Extracted records:
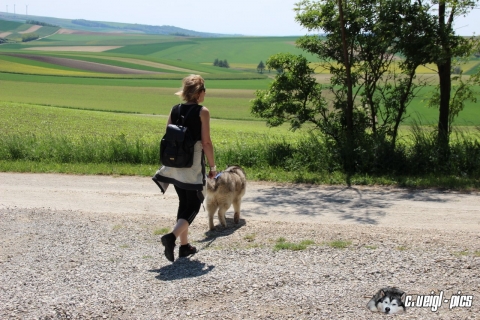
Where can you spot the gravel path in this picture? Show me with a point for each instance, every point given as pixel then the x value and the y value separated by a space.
pixel 82 247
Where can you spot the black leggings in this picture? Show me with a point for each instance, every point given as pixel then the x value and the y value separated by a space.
pixel 189 204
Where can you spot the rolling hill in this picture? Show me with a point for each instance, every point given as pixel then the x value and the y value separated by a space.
pixel 6 19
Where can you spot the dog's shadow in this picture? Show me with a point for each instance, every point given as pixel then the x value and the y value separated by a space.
pixel 182 268
pixel 220 231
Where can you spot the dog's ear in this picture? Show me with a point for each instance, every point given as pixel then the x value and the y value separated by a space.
pixel 381 294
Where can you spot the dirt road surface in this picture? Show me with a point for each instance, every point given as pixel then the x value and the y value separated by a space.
pixel 87 247
pixel 387 207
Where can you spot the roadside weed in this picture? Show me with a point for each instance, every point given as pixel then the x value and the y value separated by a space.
pixel 282 244
pixel 339 244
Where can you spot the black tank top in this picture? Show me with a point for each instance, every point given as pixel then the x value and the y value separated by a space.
pixel 193 122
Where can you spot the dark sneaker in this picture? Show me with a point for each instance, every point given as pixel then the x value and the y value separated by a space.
pixel 186 250
pixel 168 241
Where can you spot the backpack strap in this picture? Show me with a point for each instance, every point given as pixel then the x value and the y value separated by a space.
pixel 186 116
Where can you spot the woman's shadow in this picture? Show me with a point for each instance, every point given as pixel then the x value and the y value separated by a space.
pixel 182 268
pixel 185 267
pixel 219 231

REQUIRED WORK: Reproduce exactly the line bearing "Where can you spot the dark" and all the lines that come after it in the records above; add nothing.

SOLUTION TO THE EXERCISE:
Where can you spot the dark sneaker in this picture? Show me with a point for each instance, every point given as pixel then the x value and the y value separated by a space.
pixel 186 250
pixel 168 241
Where can you spot the backpack strap in this picture? Show me with a point for each instance, every point given as pixel then the x value and the y value separated by a space.
pixel 186 116
Where can you spot the woman's shadow in this picture? Show me with a point for each instance, every point given as pixel then the x value and the y value separated by a space.
pixel 182 268
pixel 185 267
pixel 219 231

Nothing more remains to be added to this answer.